TASK TO CARRY OUT:
Would you reproduce, word for word, only the lines running from the top of the data through the line containing "box: [243, 367, 277, 407]", and none of the pictures?

RECORDS PROVIDED:
· · ·

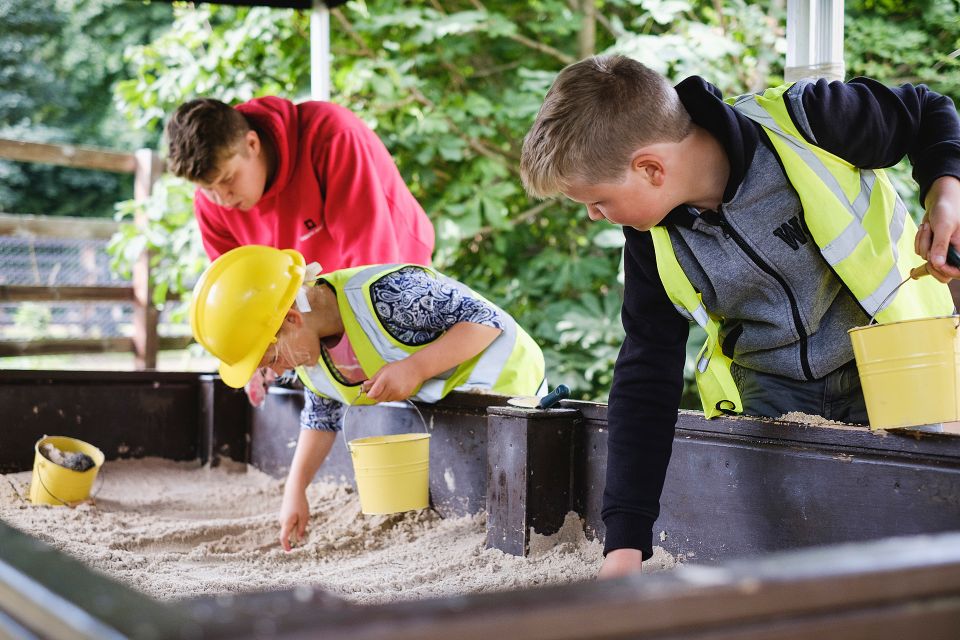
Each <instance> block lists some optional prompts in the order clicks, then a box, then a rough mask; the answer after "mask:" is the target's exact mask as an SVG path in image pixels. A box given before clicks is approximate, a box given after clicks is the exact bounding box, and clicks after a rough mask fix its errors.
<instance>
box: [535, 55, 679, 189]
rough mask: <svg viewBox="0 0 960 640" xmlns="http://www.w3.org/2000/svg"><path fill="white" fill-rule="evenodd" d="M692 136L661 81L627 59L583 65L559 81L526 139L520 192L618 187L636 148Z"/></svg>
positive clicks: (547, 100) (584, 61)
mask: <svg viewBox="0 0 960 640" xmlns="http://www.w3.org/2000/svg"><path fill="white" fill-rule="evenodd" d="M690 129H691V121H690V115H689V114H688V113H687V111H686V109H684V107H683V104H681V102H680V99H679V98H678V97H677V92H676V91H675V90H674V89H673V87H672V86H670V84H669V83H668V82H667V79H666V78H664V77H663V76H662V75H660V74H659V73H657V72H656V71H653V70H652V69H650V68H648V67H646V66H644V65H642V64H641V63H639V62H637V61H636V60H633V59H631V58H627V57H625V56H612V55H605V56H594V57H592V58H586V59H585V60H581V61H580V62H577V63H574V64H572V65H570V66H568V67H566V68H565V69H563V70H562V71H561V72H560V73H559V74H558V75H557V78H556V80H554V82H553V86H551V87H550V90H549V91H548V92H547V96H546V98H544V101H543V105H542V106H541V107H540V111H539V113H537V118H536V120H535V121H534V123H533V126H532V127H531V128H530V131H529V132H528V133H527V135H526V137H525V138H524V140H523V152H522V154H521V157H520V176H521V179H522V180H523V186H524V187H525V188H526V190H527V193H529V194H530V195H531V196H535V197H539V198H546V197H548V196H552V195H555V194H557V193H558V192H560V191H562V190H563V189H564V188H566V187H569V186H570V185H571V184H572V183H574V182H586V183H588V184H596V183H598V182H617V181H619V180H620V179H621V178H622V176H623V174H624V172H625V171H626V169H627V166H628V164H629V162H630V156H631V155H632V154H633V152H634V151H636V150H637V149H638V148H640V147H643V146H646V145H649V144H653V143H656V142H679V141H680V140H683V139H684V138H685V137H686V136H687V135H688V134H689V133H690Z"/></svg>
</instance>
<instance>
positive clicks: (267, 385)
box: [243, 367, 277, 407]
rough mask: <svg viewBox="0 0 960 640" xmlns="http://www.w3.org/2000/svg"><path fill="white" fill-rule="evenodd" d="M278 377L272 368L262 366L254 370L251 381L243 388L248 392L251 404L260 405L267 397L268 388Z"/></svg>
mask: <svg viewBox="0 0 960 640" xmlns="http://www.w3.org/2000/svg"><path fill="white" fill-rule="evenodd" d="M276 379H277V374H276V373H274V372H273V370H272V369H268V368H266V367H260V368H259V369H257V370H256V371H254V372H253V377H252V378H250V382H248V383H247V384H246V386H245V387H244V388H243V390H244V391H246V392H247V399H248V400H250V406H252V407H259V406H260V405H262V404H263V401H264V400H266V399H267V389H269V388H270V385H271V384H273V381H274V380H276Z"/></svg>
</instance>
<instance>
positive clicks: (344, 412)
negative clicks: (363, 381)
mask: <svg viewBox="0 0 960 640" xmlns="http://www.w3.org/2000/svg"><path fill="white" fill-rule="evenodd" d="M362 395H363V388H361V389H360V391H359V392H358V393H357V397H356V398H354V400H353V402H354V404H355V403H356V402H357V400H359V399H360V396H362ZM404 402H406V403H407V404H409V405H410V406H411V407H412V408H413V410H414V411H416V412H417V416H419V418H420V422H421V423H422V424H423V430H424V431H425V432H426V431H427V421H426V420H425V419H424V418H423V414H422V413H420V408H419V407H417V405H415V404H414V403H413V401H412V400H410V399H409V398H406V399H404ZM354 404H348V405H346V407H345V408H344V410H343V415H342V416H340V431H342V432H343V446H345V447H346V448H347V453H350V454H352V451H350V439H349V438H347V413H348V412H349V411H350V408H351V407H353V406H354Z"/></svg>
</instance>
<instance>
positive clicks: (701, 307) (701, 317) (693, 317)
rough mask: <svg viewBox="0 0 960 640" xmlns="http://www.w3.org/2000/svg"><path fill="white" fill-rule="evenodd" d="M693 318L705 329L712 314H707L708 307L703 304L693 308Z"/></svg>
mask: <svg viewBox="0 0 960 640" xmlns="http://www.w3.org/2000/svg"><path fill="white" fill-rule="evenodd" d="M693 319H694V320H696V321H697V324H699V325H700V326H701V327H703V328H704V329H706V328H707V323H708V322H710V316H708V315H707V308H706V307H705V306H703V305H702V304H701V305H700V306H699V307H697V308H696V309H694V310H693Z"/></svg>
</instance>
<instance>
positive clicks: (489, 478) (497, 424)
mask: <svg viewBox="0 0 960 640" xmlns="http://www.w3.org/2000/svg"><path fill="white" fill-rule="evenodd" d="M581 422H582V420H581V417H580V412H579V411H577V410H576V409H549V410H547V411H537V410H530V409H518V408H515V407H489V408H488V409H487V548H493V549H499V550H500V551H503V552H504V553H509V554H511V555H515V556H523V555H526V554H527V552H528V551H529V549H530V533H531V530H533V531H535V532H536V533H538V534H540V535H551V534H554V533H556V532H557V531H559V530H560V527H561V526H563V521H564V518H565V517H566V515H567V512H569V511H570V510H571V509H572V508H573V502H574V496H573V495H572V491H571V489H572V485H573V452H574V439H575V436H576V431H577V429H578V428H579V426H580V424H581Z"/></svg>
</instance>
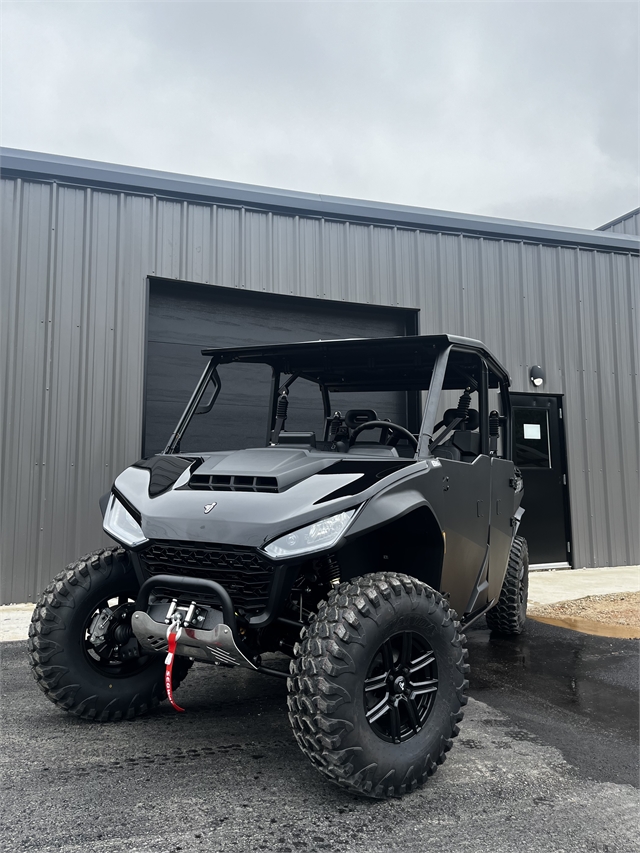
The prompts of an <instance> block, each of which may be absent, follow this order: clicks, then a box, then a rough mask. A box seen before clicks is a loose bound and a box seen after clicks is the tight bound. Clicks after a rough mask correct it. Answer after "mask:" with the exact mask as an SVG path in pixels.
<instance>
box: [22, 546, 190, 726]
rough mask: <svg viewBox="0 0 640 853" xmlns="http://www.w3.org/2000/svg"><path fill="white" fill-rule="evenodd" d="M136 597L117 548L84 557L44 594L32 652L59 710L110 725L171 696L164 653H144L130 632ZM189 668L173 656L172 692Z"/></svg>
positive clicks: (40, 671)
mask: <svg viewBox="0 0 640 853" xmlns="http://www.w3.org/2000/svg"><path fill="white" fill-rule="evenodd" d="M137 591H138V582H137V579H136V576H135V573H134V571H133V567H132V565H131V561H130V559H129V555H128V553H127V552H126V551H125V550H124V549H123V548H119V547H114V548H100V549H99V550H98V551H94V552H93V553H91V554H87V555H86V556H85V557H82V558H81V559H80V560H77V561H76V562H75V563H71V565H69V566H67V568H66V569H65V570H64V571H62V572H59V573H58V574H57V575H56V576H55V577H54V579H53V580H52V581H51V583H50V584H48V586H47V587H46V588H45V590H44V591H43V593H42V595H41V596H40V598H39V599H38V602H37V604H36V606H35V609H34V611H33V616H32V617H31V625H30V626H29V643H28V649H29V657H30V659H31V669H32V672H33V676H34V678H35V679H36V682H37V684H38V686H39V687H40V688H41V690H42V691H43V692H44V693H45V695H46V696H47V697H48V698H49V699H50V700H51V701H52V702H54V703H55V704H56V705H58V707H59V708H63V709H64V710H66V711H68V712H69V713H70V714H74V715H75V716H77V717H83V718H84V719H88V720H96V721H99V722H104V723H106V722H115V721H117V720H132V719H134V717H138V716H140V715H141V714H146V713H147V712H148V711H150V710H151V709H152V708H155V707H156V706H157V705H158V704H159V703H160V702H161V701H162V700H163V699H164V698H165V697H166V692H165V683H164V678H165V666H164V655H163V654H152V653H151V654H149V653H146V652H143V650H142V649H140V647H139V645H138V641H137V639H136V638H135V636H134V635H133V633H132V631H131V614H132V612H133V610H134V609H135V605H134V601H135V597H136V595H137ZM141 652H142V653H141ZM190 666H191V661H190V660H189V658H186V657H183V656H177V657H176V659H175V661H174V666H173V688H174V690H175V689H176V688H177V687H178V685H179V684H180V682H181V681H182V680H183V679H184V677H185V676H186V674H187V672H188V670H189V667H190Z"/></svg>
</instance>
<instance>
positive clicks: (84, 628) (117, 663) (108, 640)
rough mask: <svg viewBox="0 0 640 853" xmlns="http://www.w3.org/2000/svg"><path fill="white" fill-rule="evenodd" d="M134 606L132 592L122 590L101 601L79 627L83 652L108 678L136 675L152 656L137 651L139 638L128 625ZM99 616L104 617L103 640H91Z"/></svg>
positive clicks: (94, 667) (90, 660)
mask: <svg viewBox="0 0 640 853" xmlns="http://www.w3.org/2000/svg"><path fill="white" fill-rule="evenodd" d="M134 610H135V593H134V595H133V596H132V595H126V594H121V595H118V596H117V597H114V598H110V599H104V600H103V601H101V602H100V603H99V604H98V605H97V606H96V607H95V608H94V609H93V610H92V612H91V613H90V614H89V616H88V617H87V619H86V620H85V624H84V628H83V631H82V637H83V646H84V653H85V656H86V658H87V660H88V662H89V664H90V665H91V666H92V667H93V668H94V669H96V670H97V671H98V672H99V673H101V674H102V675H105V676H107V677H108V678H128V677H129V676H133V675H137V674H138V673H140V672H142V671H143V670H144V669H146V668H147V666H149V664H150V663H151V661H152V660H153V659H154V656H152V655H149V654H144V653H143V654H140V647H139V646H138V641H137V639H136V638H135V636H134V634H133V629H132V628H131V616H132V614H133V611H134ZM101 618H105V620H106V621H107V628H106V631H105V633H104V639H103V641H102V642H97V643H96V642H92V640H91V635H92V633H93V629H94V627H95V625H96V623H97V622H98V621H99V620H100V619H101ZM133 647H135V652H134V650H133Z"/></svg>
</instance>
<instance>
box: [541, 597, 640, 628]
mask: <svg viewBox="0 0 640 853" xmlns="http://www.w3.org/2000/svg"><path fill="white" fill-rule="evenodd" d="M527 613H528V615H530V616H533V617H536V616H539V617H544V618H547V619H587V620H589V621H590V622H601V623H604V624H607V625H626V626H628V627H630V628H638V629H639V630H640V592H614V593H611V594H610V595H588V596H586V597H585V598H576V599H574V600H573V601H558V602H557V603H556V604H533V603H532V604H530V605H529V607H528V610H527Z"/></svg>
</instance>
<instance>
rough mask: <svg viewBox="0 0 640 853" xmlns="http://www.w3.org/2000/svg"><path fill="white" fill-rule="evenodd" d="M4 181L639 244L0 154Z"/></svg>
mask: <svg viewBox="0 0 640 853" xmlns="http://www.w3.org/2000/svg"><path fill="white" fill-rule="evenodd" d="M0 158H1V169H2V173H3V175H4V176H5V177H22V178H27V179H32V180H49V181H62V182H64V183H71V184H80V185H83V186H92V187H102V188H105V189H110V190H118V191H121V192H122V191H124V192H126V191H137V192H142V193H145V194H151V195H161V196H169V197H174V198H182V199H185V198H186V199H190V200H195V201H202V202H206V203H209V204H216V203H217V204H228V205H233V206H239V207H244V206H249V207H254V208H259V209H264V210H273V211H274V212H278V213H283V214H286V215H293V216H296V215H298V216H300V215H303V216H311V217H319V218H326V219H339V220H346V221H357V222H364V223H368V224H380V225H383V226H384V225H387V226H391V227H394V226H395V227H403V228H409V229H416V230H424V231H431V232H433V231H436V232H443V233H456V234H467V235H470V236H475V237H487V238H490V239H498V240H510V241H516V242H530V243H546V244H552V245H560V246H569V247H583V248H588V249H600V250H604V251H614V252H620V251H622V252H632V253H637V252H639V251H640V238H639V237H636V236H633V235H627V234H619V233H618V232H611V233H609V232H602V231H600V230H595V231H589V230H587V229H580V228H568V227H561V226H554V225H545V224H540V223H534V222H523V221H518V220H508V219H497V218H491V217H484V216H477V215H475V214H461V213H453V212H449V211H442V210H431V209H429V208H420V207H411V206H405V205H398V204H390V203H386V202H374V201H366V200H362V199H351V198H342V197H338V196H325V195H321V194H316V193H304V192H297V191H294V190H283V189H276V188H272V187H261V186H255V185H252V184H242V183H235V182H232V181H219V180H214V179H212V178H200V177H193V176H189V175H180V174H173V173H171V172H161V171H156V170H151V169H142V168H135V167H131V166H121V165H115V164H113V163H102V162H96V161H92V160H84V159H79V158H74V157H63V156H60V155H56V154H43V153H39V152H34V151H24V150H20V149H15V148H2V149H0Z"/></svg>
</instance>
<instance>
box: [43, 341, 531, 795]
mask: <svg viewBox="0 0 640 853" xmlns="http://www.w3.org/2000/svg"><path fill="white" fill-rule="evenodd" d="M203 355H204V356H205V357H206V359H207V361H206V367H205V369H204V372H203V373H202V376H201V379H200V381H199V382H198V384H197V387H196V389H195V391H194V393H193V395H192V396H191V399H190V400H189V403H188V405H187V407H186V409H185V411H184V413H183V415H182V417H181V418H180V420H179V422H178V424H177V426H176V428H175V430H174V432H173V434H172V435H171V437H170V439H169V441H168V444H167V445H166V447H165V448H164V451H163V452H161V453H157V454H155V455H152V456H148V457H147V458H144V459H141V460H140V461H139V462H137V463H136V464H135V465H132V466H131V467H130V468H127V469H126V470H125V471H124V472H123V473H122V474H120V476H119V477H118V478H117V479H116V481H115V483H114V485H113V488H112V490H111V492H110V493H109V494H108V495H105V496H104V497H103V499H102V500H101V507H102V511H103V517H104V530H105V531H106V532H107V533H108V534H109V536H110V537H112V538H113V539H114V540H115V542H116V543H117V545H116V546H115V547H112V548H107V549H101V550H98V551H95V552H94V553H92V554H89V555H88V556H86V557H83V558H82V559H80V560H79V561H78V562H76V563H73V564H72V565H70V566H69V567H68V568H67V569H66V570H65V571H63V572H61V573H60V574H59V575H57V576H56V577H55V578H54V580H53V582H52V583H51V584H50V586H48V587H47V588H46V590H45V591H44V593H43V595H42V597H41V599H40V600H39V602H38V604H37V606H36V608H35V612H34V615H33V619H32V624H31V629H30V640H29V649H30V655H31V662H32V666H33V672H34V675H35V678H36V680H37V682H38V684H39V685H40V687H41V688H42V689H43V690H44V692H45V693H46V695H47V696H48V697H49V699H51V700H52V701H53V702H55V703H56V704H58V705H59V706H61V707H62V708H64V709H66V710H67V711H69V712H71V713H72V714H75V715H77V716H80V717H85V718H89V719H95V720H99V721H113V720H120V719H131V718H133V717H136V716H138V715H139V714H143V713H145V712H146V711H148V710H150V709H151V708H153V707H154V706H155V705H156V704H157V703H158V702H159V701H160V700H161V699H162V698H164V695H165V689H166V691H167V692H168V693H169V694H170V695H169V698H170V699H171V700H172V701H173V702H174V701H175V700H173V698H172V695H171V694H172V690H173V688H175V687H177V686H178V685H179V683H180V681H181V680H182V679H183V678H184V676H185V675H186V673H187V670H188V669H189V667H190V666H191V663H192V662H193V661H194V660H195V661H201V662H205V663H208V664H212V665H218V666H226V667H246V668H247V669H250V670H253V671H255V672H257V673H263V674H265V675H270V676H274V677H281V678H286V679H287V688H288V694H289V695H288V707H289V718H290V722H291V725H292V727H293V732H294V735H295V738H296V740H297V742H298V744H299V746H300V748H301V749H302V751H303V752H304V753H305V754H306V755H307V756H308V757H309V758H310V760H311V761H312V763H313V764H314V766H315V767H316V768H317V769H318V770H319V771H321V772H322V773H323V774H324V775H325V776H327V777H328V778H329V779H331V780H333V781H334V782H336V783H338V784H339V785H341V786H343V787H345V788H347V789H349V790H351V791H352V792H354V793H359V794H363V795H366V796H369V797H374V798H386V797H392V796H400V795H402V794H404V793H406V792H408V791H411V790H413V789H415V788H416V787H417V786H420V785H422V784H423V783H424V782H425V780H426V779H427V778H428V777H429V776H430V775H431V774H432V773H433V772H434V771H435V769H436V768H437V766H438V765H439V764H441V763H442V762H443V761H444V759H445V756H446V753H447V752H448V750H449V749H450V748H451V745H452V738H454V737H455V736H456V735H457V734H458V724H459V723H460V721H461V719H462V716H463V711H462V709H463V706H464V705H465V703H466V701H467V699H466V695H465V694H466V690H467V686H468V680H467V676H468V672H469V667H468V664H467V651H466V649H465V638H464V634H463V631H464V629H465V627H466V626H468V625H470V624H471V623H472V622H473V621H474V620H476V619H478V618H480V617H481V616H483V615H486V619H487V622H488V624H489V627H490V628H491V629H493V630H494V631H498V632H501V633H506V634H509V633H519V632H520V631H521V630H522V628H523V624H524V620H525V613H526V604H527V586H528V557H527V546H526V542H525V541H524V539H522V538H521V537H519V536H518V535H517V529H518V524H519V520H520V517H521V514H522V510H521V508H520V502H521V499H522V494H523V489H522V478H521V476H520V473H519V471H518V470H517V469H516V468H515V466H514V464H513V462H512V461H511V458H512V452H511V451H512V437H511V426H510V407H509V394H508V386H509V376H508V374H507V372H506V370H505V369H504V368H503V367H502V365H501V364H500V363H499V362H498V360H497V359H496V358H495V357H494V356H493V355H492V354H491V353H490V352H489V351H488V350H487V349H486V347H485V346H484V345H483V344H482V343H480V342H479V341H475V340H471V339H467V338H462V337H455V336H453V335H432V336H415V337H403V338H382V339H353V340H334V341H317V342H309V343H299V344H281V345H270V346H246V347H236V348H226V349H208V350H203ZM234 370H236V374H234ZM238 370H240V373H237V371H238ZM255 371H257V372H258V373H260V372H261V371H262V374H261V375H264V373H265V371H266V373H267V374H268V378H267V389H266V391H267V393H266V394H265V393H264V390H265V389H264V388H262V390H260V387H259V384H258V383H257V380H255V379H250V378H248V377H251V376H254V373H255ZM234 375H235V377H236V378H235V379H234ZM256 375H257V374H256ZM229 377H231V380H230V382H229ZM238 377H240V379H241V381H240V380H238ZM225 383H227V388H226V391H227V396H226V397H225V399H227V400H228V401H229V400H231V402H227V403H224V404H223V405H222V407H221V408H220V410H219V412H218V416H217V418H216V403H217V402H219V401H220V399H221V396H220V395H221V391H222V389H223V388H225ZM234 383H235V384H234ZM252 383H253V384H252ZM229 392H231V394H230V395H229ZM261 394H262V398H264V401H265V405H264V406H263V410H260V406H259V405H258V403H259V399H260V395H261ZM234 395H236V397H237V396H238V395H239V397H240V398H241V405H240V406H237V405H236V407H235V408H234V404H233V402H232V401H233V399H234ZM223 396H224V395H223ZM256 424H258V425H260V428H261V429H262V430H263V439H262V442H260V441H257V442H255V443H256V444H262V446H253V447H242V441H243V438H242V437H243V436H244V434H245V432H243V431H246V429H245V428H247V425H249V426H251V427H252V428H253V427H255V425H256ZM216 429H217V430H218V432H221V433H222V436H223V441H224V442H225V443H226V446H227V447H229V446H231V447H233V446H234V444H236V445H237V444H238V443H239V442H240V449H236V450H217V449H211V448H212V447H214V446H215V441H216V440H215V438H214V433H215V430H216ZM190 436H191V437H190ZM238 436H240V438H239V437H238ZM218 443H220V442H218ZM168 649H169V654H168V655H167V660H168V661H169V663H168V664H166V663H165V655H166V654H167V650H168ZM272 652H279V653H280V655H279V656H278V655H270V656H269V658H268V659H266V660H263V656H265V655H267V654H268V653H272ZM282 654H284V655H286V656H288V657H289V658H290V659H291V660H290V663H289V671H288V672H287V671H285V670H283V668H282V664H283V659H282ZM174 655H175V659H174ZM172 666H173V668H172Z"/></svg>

· · ·

SOLUTION FOR THIS PROBLEM:
Each <instance> block lists some optional prompts in the order clicks, then a box, then a rough mask; the answer after "mask:" is the target's exact mask as an SVG path in image pixels. A box given before clicks is approximate, a box given after clicks is the exact bounding box, and clicks after a rough mask fix its errors.
<instance>
box: [535, 55, 679, 189]
rough mask: <svg viewBox="0 0 960 640" xmlns="http://www.w3.org/2000/svg"><path fill="white" fill-rule="evenodd" d="M692 136L661 81L627 59L583 65L559 81L526 139L520 192L618 187L636 148Z"/></svg>
positive clicks: (547, 100) (584, 61)
mask: <svg viewBox="0 0 960 640" xmlns="http://www.w3.org/2000/svg"><path fill="white" fill-rule="evenodd" d="M690 129H691V121H690V115H689V114H688V113H687V111H686V109H684V107H683V104H681V102H680V99H679V98H678V97H677V92H676V91H675V90H674V89H673V87H672V86H670V84H669V83H668V82H667V79H666V78H664V77H663V76H662V75H660V74H659V73H657V72H656V71H653V70H652V69H650V68H648V67H646V66H644V65H642V64H641V63H639V62H637V61H636V60H633V59H631V58H627V57H625V56H612V55H605V56H594V57H592V58H586V59H585V60H581V61H580V62H577V63H574V64H572V65H570V66H568V67H566V68H565V69H563V70H562V71H561V72H560V73H559V74H558V75H557V78H556V80H554V82H553V86H551V87H550V90H549V91H548V92H547V96H546V98H544V101H543V105H542V106H541V107H540V111H539V113H537V118H536V120H535V121H534V123H533V126H532V127H531V128H530V131H529V132H528V133H527V135H526V137H525V138H524V140H523V152H522V154H521V157H520V176H521V179H522V180H523V186H524V187H525V188H526V190H527V193H529V194H530V195H531V196H535V197H539V198H546V197H548V196H552V195H555V194H557V193H558V192H560V191H562V190H563V189H564V188H566V187H569V186H570V185H571V184H572V183H574V182H586V183H588V184H596V183H598V182H617V181H619V180H620V179H621V178H622V176H623V174H624V172H625V171H626V169H627V166H628V164H629V162H630V156H631V155H632V154H633V152H634V151H636V150H637V149H638V148H640V147H643V146H646V145H649V144H653V143H656V142H679V141H680V140H683V139H684V138H685V137H686V136H687V135H688V134H689V133H690Z"/></svg>
</instance>
<instance>
positive clicks: (267, 385)
box: [243, 367, 277, 407]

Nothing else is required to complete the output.